§ Aim
Turn the lines from the start of the records through the line containing "210 181 L 194" into a Markdown table with the columns Row and Line. Number each row, and leave out blank lines.

§ Dataset rows

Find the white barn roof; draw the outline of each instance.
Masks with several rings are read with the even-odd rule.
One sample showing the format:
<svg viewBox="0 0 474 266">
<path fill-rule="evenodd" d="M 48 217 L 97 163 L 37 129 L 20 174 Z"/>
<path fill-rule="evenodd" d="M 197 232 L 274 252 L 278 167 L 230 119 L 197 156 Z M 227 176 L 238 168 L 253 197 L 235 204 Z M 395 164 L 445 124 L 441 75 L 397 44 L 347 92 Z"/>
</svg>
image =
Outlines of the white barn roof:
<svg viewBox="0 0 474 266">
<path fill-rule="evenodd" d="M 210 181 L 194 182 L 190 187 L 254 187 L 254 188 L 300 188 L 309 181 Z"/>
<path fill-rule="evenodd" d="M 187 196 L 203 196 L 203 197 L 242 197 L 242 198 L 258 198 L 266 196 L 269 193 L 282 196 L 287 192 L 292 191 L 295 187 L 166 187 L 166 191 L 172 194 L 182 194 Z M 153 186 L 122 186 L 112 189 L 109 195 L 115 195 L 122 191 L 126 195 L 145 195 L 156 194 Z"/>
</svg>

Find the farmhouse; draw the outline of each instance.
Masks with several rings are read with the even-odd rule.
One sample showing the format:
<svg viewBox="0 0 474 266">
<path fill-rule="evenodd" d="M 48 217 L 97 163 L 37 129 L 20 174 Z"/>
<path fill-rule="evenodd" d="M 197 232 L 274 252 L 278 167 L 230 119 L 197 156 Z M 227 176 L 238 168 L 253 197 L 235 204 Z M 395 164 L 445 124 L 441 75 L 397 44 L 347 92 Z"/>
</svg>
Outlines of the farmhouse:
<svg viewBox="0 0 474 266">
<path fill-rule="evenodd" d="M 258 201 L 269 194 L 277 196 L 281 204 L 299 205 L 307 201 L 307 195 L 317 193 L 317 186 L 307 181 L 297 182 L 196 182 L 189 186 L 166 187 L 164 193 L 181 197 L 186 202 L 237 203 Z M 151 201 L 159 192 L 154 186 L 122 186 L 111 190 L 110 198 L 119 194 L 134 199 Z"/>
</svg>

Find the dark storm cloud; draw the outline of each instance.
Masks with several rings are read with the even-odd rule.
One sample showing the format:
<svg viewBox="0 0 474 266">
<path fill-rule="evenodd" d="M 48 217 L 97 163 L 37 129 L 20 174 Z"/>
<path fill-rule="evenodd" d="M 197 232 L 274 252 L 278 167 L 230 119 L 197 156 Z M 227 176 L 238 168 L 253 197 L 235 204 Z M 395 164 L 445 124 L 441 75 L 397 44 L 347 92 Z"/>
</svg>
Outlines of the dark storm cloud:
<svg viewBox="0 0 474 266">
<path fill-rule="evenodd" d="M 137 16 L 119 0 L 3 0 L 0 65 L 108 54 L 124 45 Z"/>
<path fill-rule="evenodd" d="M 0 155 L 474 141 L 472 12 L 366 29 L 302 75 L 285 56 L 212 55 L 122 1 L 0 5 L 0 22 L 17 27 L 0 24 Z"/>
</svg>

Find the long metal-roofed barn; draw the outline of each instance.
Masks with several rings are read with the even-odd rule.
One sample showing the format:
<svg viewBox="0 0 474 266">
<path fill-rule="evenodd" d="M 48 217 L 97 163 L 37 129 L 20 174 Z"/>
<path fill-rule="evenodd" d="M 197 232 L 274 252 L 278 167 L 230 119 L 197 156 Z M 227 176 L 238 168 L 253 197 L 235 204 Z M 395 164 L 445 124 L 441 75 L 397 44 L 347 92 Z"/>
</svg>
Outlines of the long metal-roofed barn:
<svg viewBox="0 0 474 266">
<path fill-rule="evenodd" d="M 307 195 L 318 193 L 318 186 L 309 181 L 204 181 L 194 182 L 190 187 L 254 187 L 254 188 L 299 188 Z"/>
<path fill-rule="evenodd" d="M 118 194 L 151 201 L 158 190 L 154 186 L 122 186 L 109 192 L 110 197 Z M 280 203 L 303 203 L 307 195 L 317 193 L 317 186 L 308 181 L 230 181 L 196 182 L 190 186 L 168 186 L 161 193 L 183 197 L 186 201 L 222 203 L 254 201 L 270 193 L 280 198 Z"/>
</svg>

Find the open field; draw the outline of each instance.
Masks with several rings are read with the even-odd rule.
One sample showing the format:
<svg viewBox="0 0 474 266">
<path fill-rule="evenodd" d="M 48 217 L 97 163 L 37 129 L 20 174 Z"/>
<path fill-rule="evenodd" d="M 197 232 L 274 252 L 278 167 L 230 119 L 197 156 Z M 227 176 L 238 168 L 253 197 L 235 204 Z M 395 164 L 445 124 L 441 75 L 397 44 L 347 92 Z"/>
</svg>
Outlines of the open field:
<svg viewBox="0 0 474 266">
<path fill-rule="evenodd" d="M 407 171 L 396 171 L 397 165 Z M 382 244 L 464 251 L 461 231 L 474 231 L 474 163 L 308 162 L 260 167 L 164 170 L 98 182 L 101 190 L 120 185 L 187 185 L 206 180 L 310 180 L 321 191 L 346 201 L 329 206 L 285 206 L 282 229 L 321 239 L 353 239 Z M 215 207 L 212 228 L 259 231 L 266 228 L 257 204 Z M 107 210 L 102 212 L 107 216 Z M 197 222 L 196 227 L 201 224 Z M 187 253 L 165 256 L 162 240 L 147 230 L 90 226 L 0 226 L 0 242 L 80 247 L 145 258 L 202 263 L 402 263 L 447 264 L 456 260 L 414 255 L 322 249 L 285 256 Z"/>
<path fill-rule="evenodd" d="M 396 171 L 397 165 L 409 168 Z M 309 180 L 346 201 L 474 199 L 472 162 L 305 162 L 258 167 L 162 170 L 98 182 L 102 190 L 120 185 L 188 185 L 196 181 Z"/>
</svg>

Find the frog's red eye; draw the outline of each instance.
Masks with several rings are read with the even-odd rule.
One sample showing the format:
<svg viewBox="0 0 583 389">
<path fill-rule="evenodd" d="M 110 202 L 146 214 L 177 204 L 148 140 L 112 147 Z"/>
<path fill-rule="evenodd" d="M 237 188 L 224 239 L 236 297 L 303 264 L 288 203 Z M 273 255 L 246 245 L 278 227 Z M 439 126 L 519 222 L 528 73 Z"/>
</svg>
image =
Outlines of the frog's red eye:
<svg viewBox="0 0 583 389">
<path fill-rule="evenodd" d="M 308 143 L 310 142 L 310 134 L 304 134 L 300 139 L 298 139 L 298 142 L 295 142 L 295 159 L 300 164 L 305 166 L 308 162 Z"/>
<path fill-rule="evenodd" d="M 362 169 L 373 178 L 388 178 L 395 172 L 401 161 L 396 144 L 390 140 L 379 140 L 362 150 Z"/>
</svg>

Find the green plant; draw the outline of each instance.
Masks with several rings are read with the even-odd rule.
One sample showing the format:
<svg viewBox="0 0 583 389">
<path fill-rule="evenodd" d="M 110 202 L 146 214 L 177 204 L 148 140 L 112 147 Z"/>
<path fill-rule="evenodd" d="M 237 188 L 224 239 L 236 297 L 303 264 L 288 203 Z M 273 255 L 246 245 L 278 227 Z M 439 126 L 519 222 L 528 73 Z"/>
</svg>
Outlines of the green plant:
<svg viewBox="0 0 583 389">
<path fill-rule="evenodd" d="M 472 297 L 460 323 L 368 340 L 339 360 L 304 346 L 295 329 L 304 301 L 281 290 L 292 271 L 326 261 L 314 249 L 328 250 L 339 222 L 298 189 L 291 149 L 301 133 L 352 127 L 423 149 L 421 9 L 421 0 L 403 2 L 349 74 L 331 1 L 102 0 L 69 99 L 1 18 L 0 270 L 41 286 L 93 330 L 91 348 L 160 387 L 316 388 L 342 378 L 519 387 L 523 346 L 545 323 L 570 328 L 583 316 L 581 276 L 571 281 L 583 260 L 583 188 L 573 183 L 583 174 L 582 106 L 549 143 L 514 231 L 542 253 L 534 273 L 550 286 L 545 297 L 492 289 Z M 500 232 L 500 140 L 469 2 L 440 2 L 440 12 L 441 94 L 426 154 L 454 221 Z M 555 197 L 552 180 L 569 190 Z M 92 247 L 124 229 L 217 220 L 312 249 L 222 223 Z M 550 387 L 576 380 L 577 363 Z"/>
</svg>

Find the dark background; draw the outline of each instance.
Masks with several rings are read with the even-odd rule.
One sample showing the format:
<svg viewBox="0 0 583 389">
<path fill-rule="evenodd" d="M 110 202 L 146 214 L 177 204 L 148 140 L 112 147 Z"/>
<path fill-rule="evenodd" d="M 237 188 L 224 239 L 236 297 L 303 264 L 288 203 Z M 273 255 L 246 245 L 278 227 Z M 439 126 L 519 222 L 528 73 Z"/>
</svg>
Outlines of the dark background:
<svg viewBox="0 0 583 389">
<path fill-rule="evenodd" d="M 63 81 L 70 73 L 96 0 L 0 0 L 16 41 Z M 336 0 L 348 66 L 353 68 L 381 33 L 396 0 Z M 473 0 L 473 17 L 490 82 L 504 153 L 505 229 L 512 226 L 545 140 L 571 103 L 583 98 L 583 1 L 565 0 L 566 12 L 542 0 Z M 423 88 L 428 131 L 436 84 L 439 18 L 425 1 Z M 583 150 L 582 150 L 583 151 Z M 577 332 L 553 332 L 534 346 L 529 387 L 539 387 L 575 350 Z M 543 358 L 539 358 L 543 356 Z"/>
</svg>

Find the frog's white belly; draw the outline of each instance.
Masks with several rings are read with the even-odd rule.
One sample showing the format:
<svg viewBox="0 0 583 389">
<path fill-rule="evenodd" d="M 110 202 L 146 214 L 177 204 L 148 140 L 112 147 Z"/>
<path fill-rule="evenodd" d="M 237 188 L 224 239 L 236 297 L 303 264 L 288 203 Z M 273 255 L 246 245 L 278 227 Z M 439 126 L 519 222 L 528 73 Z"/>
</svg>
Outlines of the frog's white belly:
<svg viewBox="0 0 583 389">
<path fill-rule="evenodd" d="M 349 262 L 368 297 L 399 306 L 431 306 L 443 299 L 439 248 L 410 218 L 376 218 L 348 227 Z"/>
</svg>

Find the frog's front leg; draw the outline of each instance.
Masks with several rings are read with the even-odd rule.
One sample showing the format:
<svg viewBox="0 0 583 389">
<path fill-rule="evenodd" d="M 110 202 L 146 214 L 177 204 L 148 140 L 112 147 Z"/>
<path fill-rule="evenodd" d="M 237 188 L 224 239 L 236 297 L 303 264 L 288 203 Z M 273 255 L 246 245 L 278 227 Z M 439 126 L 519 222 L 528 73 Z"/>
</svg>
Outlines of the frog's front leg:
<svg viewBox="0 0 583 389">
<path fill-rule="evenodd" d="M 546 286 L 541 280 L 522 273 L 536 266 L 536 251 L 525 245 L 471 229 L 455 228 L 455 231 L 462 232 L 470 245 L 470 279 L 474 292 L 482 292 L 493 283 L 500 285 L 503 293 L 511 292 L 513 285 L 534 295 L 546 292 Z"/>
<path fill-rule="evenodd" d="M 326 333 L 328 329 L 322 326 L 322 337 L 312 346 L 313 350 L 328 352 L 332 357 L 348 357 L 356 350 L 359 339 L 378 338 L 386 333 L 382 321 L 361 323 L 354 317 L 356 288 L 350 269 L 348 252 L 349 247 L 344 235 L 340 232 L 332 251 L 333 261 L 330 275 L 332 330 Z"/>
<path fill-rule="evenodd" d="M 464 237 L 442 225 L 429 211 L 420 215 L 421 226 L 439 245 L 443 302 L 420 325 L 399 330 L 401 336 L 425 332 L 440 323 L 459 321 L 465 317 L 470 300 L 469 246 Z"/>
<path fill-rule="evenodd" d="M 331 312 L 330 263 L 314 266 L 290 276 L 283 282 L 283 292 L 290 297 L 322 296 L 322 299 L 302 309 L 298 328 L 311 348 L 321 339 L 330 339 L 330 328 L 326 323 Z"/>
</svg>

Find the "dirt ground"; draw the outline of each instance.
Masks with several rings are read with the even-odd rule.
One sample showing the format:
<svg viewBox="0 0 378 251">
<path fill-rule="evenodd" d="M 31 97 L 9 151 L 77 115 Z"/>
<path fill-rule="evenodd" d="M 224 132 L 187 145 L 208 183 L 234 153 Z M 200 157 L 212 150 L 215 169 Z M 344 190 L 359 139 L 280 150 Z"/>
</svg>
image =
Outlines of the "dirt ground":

§ Problem solution
| Row | Line |
|---|---|
| 1 | Find the white barn roof; draw the outline of each instance. |
| 2 | Masks with several rings are read with the even-odd rule. |
| 3 | One sample showing the format: |
| 4 | <svg viewBox="0 0 474 266"> |
| 5 | <path fill-rule="evenodd" d="M 48 217 L 97 163 L 37 129 L 20 174 Z"/> |
| 6 | <path fill-rule="evenodd" d="M 197 232 L 274 252 L 278 167 L 230 119 L 197 156 Z M 227 176 L 238 168 L 253 197 L 235 204 Z M 395 164 L 445 124 L 441 75 L 397 44 L 347 92 Z"/> |
| 7 | </svg> |
| 8 | image = |
| 9 | Outlines of the white barn roof: |
| 10 | <svg viewBox="0 0 474 266"> |
| 11 | <path fill-rule="evenodd" d="M 210 181 L 194 182 L 190 187 L 254 187 L 254 188 L 300 188 L 309 181 Z"/> |